▶

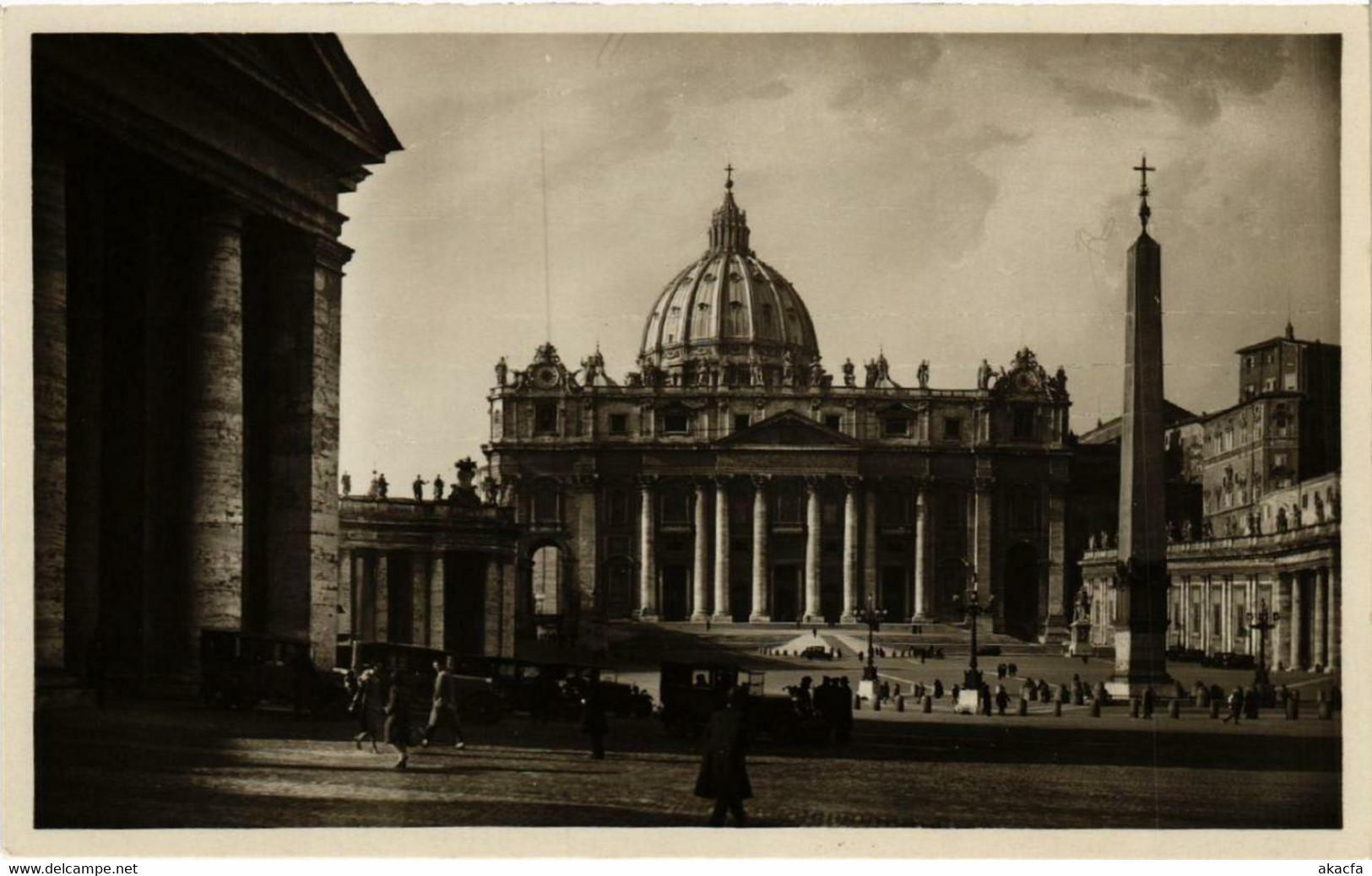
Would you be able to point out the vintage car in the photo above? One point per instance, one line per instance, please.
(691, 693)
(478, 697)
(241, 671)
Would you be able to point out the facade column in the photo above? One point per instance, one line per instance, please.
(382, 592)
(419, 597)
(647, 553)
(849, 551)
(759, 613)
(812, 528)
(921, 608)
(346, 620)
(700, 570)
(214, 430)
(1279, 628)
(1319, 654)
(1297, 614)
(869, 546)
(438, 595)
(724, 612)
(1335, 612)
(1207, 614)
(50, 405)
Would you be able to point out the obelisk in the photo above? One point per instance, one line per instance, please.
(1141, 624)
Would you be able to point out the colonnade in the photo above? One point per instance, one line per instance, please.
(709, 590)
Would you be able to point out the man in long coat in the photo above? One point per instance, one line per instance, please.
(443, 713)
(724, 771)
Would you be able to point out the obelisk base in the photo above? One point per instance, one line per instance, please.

◀

*WHAT NEEDS TO BE DONE*.
Print all of the records above again word for word, keeping their original order. Leave the pictures out of your answer.

*COMPLETE OUTPUT*.
Would you be able to point out the vintage car in the photo above? One point per instance, one line per instance, please.
(691, 693)
(478, 697)
(241, 671)
Would you be able to point out the facade column in the photo above? One point per instance, one line per instance, please.
(382, 592)
(419, 597)
(647, 553)
(849, 551)
(759, 613)
(812, 528)
(921, 608)
(346, 620)
(700, 570)
(214, 430)
(1279, 628)
(1319, 654)
(1297, 614)
(869, 546)
(438, 595)
(724, 612)
(1335, 612)
(1207, 614)
(50, 405)
Would you be able to point out the obelisk in the photo above? One point per instance, one line per instance, please.
(1141, 624)
Would you be able to point out the colonnade in the photo above? One point per instance, one line per instance, please.
(709, 590)
Would you be able to point out the man in long coat in the photo above? One point per instance, one line per instance, please.
(443, 713)
(724, 771)
Would you be able to point out the obelisk base in the photo above? One point per instance, one line per instance, please.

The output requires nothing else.